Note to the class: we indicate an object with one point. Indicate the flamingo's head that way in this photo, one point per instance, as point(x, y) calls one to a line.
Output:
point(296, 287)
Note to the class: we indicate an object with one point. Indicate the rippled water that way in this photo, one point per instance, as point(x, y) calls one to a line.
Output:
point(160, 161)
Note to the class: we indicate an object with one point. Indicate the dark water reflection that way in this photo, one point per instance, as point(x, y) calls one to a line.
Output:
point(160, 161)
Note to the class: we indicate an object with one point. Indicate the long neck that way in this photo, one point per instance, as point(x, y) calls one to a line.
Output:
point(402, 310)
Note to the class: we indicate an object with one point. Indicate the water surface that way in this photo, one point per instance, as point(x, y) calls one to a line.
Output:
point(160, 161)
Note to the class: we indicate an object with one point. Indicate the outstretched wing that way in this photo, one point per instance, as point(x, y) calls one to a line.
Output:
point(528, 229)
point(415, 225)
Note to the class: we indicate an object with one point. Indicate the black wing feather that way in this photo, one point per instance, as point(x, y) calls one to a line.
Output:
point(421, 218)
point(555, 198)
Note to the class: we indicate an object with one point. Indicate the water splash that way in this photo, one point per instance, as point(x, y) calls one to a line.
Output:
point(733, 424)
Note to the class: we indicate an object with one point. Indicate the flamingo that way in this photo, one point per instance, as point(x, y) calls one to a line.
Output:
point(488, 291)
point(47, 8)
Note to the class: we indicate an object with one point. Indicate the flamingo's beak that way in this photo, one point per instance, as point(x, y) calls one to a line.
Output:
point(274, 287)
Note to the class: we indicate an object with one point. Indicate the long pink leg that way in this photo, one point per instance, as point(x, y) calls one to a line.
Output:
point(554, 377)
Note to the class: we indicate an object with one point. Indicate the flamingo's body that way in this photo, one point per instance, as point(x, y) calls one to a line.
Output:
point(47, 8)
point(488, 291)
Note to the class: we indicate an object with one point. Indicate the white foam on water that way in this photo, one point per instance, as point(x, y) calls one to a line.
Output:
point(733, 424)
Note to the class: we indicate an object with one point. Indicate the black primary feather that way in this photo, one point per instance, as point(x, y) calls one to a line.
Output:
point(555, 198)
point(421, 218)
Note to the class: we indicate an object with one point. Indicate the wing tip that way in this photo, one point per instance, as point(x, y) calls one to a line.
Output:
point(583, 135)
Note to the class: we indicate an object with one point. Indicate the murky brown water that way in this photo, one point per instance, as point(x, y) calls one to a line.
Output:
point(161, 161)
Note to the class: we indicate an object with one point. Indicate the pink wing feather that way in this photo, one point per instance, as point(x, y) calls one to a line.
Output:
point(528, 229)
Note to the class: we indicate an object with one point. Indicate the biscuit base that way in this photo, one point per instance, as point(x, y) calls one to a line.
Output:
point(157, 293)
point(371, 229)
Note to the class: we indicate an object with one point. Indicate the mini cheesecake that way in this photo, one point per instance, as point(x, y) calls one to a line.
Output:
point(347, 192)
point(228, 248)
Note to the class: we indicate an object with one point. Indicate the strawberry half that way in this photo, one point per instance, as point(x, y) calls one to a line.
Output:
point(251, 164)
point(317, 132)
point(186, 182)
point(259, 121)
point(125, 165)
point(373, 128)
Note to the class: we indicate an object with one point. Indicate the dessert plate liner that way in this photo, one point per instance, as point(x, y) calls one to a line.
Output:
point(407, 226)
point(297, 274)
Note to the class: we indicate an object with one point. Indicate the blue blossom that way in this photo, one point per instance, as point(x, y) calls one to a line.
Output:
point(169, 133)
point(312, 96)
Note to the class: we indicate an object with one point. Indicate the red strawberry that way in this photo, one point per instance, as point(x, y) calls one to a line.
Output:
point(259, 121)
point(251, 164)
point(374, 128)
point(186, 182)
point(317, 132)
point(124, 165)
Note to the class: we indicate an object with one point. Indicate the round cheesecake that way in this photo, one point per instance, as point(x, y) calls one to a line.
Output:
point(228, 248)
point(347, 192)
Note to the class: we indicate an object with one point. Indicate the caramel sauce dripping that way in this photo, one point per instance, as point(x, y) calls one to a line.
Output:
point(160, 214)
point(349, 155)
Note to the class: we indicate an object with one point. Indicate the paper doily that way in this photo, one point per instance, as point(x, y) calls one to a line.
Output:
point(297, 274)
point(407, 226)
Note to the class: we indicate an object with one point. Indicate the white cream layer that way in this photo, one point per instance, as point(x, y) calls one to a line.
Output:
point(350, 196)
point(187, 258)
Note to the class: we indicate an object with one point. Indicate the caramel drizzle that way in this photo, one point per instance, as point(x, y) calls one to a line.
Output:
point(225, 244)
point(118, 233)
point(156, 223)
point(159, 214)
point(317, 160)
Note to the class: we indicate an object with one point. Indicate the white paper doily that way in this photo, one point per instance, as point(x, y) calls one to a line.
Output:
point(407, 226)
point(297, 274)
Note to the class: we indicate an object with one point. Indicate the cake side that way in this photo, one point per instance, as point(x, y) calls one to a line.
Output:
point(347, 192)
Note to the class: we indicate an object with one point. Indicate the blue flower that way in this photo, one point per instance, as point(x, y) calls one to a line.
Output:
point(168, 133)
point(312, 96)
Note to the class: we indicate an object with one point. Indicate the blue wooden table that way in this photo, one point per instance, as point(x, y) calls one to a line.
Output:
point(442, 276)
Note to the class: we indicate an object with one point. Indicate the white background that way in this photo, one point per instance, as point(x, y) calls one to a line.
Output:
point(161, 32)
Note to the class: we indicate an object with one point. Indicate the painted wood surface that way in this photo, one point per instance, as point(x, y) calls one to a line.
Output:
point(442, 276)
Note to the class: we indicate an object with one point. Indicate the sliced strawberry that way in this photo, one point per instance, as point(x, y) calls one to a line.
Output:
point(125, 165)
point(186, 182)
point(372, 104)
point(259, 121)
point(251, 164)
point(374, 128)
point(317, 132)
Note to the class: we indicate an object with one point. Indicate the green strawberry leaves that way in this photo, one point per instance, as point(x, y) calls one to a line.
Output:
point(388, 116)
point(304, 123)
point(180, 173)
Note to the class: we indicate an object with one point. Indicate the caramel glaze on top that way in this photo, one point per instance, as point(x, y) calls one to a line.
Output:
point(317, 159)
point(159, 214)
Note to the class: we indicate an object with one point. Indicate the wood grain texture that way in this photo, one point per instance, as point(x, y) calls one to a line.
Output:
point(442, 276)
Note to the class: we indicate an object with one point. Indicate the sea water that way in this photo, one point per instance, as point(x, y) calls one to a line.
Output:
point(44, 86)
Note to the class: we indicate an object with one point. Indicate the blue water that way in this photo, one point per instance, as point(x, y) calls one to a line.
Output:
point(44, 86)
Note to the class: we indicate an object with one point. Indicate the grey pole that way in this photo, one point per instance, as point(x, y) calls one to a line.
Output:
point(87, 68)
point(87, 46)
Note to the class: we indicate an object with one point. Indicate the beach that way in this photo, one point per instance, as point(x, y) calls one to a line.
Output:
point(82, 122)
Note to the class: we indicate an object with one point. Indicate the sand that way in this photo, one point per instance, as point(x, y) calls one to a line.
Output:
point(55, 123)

——

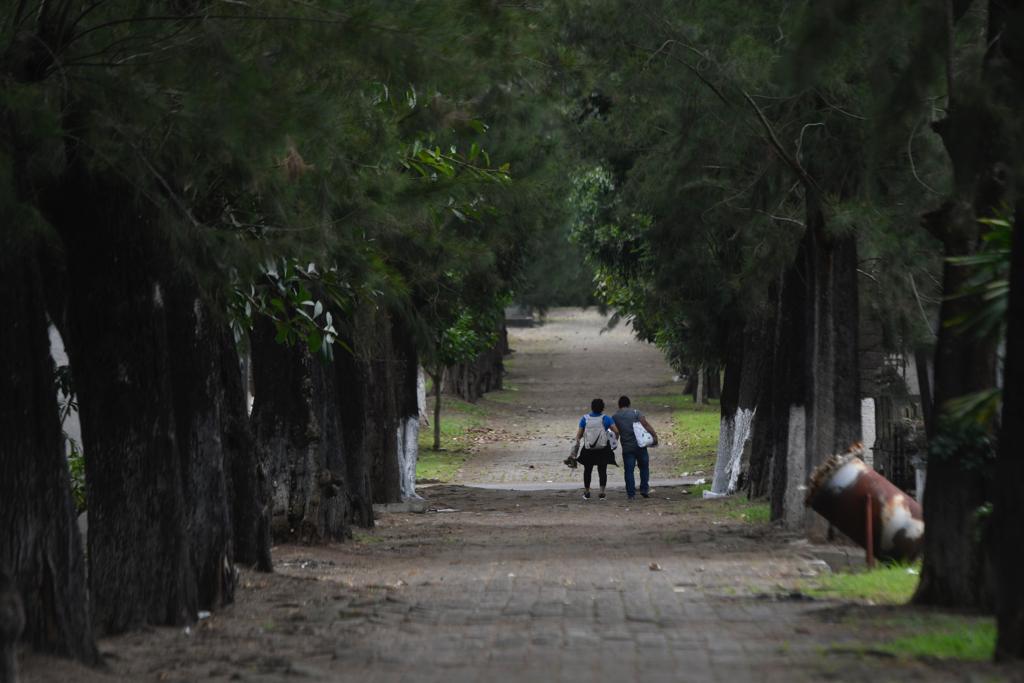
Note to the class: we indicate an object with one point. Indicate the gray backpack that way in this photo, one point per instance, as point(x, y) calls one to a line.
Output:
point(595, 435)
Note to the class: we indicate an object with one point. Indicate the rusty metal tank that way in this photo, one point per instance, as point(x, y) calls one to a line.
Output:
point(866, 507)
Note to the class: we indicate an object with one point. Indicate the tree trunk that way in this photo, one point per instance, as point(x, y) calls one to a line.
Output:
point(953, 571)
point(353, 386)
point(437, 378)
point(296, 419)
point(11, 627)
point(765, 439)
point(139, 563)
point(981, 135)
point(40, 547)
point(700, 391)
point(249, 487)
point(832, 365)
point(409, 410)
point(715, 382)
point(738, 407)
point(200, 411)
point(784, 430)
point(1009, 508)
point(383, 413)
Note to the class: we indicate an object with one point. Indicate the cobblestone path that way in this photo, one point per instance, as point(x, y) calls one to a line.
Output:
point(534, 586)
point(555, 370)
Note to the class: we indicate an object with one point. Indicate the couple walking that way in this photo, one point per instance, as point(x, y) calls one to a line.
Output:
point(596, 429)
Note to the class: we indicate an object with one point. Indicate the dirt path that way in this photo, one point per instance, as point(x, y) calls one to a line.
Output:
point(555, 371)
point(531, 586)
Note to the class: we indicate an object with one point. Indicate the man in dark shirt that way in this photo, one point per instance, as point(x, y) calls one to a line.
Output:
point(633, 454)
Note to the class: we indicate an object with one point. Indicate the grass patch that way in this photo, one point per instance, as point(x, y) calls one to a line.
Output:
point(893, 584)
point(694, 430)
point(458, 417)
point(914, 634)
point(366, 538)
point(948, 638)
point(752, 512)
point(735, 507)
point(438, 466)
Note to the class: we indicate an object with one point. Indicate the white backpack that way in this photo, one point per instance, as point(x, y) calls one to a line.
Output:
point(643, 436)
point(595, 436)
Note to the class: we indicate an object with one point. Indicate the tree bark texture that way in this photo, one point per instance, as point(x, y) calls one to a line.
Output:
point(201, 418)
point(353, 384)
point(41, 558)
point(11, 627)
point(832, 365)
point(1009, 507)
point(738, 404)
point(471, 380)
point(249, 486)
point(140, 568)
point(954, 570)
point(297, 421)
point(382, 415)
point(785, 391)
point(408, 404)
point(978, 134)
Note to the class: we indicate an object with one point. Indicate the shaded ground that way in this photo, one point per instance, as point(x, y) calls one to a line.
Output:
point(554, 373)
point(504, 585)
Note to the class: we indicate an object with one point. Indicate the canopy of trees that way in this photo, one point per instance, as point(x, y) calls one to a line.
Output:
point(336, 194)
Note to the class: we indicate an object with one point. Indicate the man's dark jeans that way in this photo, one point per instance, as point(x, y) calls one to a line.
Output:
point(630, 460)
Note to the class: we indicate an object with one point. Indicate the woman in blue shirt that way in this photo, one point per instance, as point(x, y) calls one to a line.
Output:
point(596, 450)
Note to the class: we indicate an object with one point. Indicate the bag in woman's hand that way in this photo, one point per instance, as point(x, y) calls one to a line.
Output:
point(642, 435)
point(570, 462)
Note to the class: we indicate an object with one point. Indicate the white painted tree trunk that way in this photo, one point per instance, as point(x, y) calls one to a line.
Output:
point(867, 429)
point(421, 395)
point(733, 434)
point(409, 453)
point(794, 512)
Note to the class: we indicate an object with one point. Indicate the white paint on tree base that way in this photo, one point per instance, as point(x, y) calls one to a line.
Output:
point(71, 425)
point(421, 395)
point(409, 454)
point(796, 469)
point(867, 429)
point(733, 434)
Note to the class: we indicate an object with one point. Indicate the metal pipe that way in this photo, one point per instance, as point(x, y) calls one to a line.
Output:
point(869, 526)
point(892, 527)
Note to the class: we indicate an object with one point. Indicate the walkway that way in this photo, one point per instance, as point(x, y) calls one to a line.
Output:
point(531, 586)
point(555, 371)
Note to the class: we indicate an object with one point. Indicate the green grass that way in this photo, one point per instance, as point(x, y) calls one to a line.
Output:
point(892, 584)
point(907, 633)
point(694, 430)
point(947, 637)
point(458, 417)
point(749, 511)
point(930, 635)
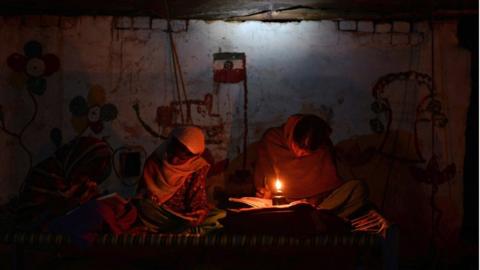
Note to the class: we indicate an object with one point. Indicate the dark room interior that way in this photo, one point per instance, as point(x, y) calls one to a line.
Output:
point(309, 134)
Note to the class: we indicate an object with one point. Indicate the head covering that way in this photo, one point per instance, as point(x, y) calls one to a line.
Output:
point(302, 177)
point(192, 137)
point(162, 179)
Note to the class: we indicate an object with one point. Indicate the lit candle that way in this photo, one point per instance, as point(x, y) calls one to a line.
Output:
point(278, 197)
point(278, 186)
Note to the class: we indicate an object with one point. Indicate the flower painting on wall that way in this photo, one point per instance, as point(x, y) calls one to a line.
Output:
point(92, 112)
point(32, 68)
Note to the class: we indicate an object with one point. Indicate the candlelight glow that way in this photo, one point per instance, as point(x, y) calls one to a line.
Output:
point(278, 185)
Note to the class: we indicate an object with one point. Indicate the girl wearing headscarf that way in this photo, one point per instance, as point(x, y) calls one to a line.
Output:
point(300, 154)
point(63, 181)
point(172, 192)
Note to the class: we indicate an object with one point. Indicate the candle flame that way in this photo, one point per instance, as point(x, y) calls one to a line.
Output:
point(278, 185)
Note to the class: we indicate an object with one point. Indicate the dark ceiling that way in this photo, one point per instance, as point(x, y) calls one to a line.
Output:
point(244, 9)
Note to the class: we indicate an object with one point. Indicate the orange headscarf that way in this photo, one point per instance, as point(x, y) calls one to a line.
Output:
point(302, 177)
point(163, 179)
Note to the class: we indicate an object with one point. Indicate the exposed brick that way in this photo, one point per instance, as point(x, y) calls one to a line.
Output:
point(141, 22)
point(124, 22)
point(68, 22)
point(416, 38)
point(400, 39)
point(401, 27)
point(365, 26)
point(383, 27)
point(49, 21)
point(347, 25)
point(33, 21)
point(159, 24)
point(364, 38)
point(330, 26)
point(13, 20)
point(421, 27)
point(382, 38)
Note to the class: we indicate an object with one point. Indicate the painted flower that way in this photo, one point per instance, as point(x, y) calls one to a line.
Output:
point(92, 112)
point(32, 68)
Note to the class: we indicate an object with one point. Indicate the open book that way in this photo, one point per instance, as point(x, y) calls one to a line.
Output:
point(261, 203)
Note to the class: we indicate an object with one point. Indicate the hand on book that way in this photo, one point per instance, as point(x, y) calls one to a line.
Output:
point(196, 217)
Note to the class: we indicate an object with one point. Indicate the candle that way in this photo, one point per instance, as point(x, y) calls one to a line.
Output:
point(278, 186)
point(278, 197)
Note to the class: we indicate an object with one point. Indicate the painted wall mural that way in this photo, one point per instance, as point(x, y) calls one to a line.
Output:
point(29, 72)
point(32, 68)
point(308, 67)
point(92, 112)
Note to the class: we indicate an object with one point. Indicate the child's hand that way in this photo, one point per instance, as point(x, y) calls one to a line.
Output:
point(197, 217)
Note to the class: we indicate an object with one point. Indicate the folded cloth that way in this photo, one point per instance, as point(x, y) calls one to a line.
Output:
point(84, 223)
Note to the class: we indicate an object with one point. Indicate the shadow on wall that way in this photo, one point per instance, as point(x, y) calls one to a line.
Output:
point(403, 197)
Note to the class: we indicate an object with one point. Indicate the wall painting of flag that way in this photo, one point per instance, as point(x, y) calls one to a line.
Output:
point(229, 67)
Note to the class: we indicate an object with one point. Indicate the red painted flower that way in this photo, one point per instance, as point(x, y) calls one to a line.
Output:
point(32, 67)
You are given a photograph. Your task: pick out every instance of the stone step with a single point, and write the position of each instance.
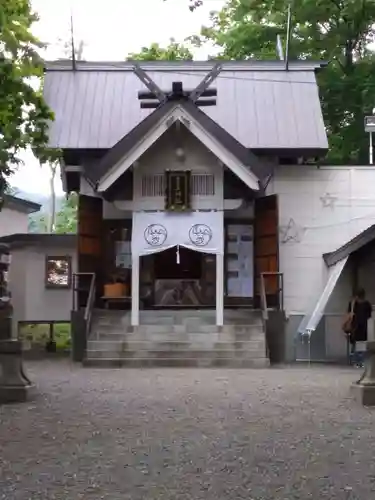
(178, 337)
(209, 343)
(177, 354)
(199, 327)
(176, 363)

——

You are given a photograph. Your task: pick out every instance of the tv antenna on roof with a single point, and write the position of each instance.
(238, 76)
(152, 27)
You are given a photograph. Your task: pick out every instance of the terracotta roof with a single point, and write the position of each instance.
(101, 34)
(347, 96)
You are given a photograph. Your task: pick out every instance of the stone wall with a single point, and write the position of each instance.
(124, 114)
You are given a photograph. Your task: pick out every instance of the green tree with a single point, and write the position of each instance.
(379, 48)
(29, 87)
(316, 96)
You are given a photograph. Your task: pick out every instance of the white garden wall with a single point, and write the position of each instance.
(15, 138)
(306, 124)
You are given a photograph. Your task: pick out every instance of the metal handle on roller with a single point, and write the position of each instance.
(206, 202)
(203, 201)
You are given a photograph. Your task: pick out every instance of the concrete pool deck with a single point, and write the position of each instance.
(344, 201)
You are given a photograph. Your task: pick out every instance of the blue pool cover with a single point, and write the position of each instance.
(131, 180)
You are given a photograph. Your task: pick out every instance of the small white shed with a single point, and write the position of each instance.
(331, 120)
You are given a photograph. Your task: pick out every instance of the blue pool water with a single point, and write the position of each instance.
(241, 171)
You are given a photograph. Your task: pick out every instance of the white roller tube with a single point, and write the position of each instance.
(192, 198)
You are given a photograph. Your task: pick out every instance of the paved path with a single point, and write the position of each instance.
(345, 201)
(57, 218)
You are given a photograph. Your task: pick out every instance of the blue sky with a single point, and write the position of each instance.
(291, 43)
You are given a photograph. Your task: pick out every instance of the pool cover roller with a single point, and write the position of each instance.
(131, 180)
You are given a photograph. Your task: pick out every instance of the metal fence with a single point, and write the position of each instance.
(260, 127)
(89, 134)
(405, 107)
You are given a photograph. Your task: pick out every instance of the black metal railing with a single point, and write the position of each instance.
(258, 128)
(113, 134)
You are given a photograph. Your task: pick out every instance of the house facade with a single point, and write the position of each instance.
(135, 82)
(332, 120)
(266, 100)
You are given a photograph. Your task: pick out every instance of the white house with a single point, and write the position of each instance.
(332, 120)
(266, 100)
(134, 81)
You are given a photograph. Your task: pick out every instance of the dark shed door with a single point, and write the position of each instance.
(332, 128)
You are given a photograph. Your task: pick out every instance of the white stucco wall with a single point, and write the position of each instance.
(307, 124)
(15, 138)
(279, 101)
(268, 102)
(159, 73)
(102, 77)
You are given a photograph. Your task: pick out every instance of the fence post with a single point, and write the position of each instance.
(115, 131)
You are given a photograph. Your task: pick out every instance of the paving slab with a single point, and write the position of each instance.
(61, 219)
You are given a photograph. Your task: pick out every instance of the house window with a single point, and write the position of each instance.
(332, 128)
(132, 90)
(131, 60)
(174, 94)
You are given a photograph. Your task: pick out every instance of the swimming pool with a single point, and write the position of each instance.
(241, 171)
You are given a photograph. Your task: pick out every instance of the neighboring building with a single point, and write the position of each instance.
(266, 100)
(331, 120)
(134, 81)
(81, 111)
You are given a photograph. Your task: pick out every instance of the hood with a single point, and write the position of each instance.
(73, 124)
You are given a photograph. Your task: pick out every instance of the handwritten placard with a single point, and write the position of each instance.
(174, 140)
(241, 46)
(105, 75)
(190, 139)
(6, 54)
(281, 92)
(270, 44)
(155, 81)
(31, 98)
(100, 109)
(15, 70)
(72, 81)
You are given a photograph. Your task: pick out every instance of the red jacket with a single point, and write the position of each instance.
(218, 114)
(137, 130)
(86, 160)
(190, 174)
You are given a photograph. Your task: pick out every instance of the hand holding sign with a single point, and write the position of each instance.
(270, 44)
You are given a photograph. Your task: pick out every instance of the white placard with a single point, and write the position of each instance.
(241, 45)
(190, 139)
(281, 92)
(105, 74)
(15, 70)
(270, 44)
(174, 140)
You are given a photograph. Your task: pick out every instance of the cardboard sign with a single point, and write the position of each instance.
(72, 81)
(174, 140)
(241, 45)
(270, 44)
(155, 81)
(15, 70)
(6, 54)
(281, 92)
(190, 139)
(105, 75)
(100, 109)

——

▶ Exercise details
Copy the lines above word for word, from the line that contains "Indicate the head" up to and including the line that contains "point(163, 179)".

▶ Task output
Note to the class: we indicate an object with one point. Indicate the head covering that way in this photo, one point per instance, as point(x, y) calls one to a line.
Output:
point(302, 177)
point(192, 137)
point(162, 179)
Note to the class: we indicate an object with one point. Indicate the lit candle that way in this photo, one point per instance, as point(x, y) calls one to a line.
Output:
point(278, 197)
point(278, 186)
Note to the class: we indicate an object with one point. Indicate the flower painting on wall that way in this photo, one point per instance, as point(x, y) calls one to a line.
Output:
point(92, 112)
point(32, 68)
Note to the class: we indicate an object with one point. Indicate the candlelight glow that way in this photo, one point per instance, as point(x, y) calls one to a line.
Output:
point(278, 185)
Note to the class: we indicate an object with one point. Indicate the girl wearing headscarf that way in this photo, one point per instance, as point(x, y) calls one to a line.
Output:
point(300, 154)
point(63, 181)
point(172, 192)
Note to the class: we indicate an object with one point. Indicate the candle flame that way in this photo, one point per instance, as point(x, y) calls one to a line.
Output:
point(278, 185)
Note to the class: we indicate an object with one point. Indicate the dark ceiling that way in this photo, one point per instance, as point(x, y) calls one to a line.
Output:
point(244, 9)
Note to the class: we indicate an object with one point. Indicate the orange headscarf that way in this photo, one point per instance, as point(x, y) calls one to a line.
Output:
point(302, 177)
point(163, 179)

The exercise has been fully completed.